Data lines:
========================================================================

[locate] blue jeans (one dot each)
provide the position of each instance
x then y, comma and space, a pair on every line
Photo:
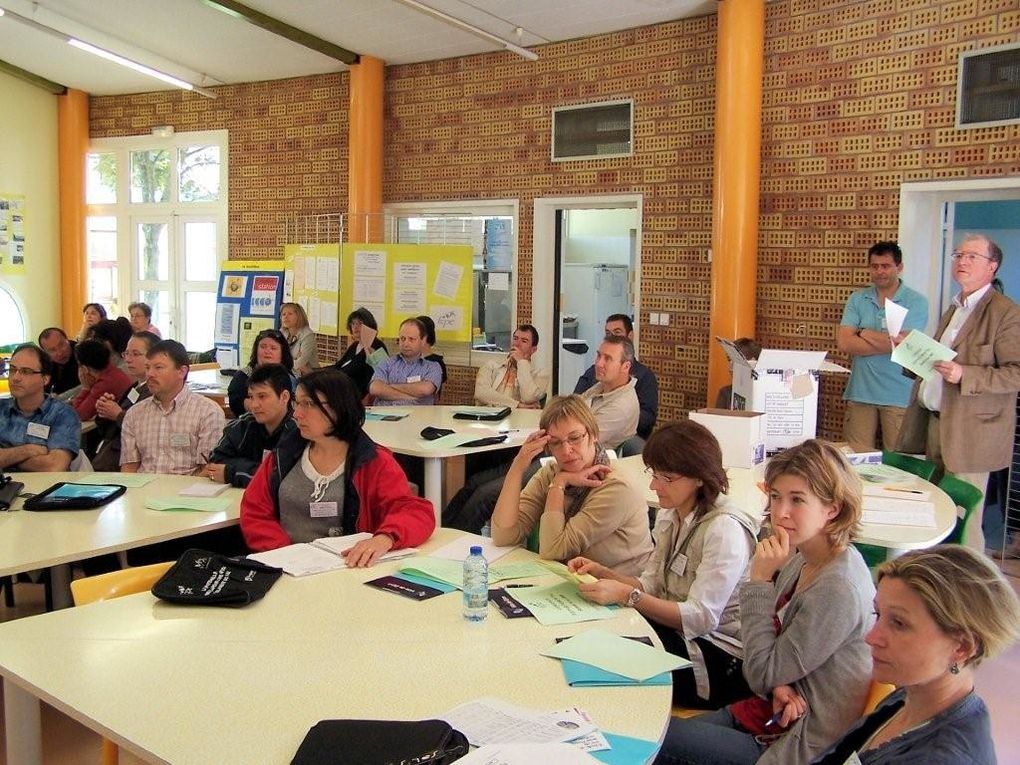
711, 738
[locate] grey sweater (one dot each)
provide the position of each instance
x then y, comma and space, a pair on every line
820, 650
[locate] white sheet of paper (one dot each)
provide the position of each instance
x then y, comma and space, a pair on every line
895, 315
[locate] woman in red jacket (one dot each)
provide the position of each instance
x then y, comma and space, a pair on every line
328, 478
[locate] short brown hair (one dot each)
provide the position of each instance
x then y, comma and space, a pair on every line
690, 449
569, 407
964, 593
830, 478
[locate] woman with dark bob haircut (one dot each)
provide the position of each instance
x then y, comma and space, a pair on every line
354, 363
328, 478
689, 590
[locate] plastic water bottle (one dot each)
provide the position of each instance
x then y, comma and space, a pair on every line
475, 585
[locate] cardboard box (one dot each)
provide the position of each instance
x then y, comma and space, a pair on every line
784, 386
742, 435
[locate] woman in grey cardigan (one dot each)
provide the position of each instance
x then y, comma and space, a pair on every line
940, 611
804, 614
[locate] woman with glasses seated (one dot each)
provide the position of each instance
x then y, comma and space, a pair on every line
690, 590
579, 505
328, 478
270, 347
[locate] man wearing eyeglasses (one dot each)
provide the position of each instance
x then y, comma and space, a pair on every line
877, 392
37, 432
965, 417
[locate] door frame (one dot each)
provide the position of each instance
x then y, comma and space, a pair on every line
544, 260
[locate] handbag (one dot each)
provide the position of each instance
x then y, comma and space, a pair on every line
380, 743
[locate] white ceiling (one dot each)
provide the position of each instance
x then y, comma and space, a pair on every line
203, 46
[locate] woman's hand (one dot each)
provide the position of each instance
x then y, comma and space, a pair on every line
366, 552
605, 592
771, 554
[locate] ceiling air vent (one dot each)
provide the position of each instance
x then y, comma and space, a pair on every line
988, 91
593, 131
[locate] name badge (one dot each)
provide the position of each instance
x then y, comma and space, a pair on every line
323, 509
679, 564
38, 429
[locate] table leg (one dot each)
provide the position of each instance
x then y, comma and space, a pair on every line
60, 587
434, 486
21, 722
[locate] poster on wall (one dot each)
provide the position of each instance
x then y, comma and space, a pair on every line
12, 234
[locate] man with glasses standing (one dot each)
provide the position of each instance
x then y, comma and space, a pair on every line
37, 432
964, 419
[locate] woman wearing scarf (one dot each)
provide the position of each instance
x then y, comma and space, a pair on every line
579, 505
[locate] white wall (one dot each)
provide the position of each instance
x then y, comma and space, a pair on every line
29, 166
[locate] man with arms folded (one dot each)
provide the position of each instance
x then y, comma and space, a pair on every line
613, 398
37, 432
647, 388
407, 378
964, 418
877, 391
255, 432
174, 430
514, 381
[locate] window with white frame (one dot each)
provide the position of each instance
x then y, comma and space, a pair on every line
156, 228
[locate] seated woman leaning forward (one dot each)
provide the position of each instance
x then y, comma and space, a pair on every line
580, 506
940, 612
804, 613
690, 590
328, 478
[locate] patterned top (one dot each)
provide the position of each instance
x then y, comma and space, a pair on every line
171, 441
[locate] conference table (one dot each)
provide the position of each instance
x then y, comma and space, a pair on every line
56, 539
745, 491
404, 437
192, 684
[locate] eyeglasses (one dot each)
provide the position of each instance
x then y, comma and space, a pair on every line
573, 440
659, 476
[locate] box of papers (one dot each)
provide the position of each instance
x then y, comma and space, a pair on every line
741, 435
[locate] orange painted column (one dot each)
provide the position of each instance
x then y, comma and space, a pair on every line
364, 148
72, 145
737, 169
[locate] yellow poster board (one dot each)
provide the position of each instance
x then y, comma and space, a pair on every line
398, 282
311, 278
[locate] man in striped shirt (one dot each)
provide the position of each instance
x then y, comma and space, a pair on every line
174, 430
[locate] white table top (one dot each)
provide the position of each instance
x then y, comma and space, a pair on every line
36, 540
404, 437
744, 490
247, 683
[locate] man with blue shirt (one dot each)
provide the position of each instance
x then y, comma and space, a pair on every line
37, 432
877, 391
407, 378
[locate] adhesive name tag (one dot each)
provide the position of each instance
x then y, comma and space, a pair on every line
38, 430
323, 509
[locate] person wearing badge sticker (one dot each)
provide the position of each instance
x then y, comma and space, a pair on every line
805, 611
690, 589
328, 478
37, 432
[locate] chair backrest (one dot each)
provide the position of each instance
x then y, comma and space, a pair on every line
921, 468
964, 495
116, 583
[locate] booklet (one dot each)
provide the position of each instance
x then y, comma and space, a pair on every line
325, 554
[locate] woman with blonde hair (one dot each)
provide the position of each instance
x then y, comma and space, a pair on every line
804, 614
939, 613
294, 325
582, 508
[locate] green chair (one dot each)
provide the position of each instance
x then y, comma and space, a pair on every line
964, 495
921, 468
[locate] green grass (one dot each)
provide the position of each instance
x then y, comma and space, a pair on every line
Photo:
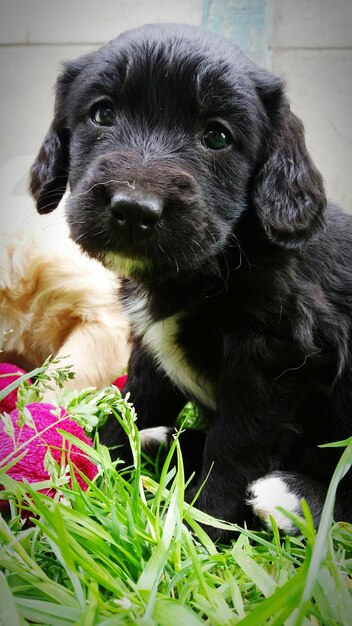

========================================================================

[PROBLEM DETAILS] State how many lines of the entries above contain the string "wall", with case counting. Reply with the number only.

[FINAL RESULT] 2